Reproduce all of the material below line for line and without alteration, leaving out the pictures.
———
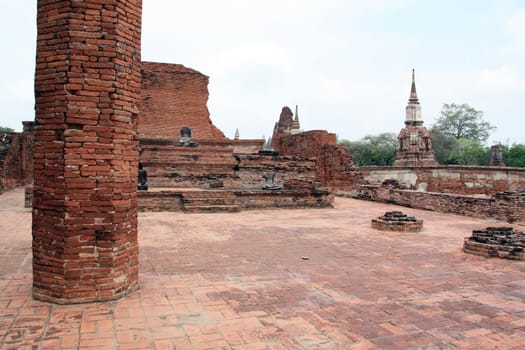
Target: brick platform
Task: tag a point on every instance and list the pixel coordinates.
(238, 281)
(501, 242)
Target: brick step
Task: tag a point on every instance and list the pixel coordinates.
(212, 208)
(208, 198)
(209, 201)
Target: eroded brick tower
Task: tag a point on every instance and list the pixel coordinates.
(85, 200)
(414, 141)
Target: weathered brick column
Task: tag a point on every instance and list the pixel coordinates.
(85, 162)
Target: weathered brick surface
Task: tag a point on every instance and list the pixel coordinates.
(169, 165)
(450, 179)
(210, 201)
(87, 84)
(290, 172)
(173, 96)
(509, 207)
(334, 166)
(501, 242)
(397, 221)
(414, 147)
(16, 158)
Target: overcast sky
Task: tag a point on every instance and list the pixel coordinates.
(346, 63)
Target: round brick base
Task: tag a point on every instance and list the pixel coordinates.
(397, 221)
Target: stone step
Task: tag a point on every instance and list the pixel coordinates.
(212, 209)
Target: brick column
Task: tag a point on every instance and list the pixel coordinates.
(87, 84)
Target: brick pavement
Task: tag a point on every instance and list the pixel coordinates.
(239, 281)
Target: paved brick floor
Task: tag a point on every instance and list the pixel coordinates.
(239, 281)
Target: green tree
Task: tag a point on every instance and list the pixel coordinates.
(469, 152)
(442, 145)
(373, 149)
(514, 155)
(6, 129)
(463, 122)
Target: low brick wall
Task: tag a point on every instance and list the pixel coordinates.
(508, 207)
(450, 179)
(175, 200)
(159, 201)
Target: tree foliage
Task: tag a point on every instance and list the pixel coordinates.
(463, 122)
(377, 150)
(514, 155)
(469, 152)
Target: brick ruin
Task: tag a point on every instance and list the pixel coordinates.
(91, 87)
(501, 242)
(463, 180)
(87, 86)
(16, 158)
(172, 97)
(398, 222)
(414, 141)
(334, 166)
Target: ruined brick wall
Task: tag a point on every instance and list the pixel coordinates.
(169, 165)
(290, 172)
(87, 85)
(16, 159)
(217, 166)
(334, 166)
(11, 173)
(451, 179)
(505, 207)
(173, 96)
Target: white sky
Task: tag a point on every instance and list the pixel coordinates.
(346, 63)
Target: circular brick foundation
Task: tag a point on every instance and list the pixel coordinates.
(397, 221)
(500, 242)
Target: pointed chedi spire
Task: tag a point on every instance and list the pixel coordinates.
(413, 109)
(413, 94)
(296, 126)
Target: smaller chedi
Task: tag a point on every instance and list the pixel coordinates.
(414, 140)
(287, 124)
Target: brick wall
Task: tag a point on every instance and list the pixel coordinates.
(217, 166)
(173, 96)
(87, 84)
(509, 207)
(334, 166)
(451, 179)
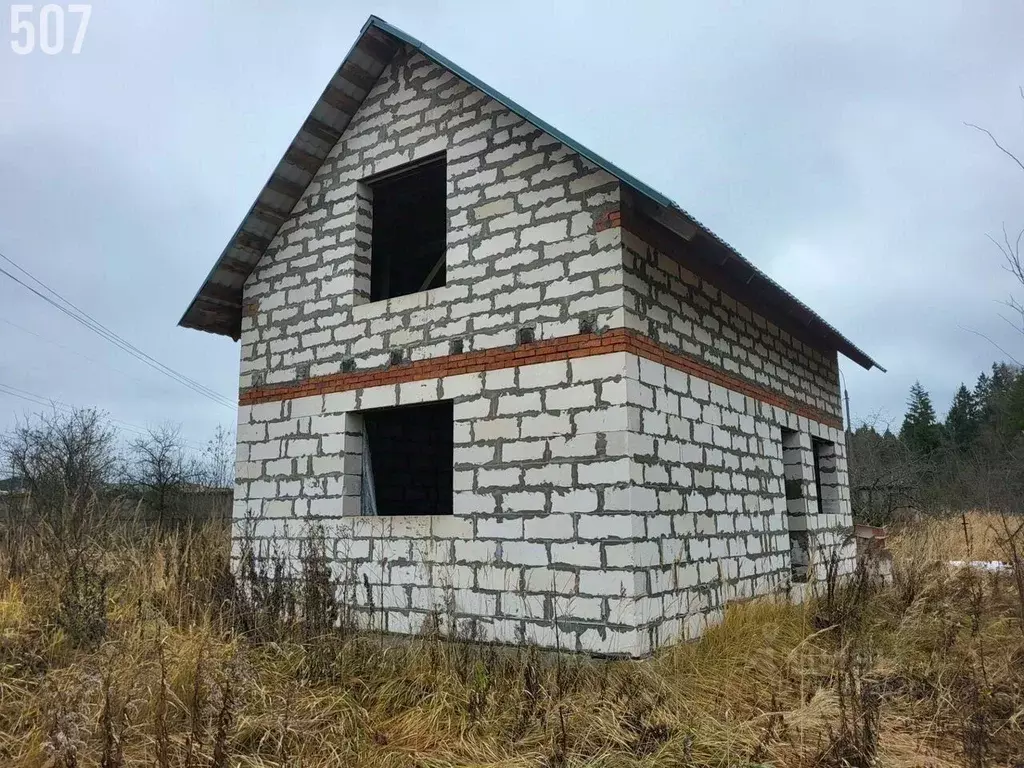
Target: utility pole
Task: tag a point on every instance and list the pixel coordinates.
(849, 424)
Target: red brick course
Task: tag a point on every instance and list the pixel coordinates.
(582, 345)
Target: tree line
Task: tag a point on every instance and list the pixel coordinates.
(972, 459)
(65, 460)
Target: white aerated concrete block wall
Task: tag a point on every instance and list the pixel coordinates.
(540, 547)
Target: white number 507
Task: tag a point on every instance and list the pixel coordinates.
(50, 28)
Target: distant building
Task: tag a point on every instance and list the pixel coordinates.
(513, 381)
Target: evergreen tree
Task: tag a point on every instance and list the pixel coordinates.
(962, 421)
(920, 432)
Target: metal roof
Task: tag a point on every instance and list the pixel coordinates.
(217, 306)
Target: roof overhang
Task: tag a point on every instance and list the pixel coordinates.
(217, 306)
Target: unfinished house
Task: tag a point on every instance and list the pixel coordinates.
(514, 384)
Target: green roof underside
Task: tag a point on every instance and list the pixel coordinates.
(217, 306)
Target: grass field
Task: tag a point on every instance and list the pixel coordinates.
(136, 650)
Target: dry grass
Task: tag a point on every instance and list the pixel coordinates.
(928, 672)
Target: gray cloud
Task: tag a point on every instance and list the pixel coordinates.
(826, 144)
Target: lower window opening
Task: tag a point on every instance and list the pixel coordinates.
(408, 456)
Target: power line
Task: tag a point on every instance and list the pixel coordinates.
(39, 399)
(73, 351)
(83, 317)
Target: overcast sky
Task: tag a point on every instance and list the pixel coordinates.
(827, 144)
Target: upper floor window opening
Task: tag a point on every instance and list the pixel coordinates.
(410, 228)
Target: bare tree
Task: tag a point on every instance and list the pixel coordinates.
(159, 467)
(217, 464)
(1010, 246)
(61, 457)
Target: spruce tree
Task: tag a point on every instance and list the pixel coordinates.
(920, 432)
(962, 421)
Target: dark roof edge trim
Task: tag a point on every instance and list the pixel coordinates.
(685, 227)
———
Result for this exercise
Target: brick platform
Task: tag a point on every instance and list the pixel coordinates.
(238, 281)
(501, 242)
Target: brick step
Task: tag a point on every instance and list the pixel coordinates.
(212, 208)
(208, 198)
(209, 201)
Target: eroded brick tower
Task: tag a point on every instance and list the pixel coordinates.
(85, 200)
(414, 141)
Target: weathered brick column
Task: tag a point on every instance and list the pixel coordinates.
(85, 162)
Target: weathered brick surface
Task: tag a point on every instance and list the pixel coordinates.
(169, 165)
(450, 179)
(210, 201)
(87, 84)
(290, 172)
(173, 96)
(509, 207)
(334, 166)
(501, 242)
(397, 221)
(414, 147)
(16, 158)
Target: overcast sky
Task: tag a point on every instance and list the pixel coordinates.
(346, 63)
Target: round brick base
Task: tag a point on every instance and list the pixel coordinates.
(397, 221)
Target: stone step
Task: tag a point on every instance and list the pixel coordinates.
(212, 209)
Target: brick column
Task: tag a point on every instance and list the pixel coordinates.
(87, 84)
Target: brick pavement
Task: tag a point on every instance and list the pixel coordinates.
(239, 281)
Target: paved brick floor
Task: tag a point on every instance and list the pixel coordinates.
(239, 281)
Target: green tree
Task: tag a point on every instance and list the pixel coordinates.
(469, 152)
(442, 145)
(373, 149)
(514, 155)
(6, 129)
(463, 122)
Target: low brick wall
Task: tag a point on every instance and list the pixel coordinates.
(508, 207)
(450, 179)
(175, 200)
(159, 201)
Target: tree foliage
Task: tag a point on every instance and list the pixel coordinates.
(463, 122)
(377, 150)
(514, 155)
(469, 152)
Target: brick ruin
Task: tag a point on every instance and list the pixel coordinates.
(91, 87)
(501, 242)
(463, 180)
(87, 86)
(16, 158)
(172, 97)
(398, 222)
(414, 141)
(334, 166)
Target: ruined brick wall
Task: tag a point on every instance and list the pixel coordinates.
(169, 165)
(290, 172)
(87, 85)
(16, 159)
(217, 166)
(334, 166)
(11, 173)
(451, 179)
(505, 207)
(173, 96)
Target: white sky
Task: tag a point on every instance and list the pixel coordinates.
(346, 63)
Target: circular brick foundation
Task: tag a point on every instance and list the pixel coordinates.
(397, 221)
(500, 242)
Target: pointed chedi spire
Task: tag a point on every instance and list the pixel coordinates.
(413, 109)
(413, 94)
(296, 126)
Target: smaller chedi
Task: tag a point on every instance and list the pixel coordinates.
(414, 140)
(287, 124)
Target: brick wall
Task: tag a point on every instance and list the pixel coordinates.
(217, 166)
(173, 96)
(87, 84)
(509, 207)
(334, 166)
(451, 179)
Target: utility pole
Task: tag a point on every instance and list the pixel coordinates.
(849, 424)
Target: red brick course
Task: tag a point on every instance and list the pixel coordinates.
(582, 345)
Target: tree line
Task: tag a point on every instance and list the pixel coordinates.
(972, 459)
(65, 460)
Target: white aerated concrete block wall
Task: tag a point on every instance and list the pixel coordinates.
(540, 547)
Target: white number 507
Task: tag a point on every instance and list the pixel coordinates.
(50, 28)
Target: distant building
Task: tag a point on every instance and list the pixel coordinates.
(513, 381)
Target: evergreen tree
Task: tag a point on every instance and list the pixel coordinates.
(962, 421)
(920, 432)
Target: metal roof
Task: tag a point on every instance and list the pixel coordinates.
(217, 306)
Target: roof overhang
Task: tag a point on every instance and list the pixel coordinates.
(217, 306)
Target: unfinished house
Task: tag a point on every instance and list the pixel coordinates.
(514, 384)
Target: green roof underside
Task: tag a point on every instance and list the pixel coordinates.
(217, 306)
Target: grass field
Task: tag a point on every instance and list the pixel coordinates.
(136, 650)
Target: dry grass
Task: tag a point on every instance and list the pixel coordinates.
(928, 672)
Target: gray cloud
Task: tag a point on every instance and list the pixel coordinates.
(826, 144)
Target: lower window opening
Task: tag a point on every instance and list the pixel coordinates.
(408, 456)
Target: power line
Task: tag a point on every instance and list the pixel coordinates.
(39, 399)
(73, 351)
(83, 317)
Target: overcast sky
Task: tag a point on every instance and list the pixel coordinates.
(827, 144)
Target: upper floor window opening
Task: tag a point on every instance and list the pixel coordinates.
(410, 228)
Target: bare tree
Task: tag a point on every instance and list the pixel coordinates.
(159, 467)
(217, 464)
(1010, 246)
(61, 457)
Target: spruce tree
Task: tag a point on every instance and list the pixel coordinates.
(920, 432)
(962, 421)
Target: dark roof edge trim
Task: tag a point on every instance and list the pixel coordinates.
(685, 227)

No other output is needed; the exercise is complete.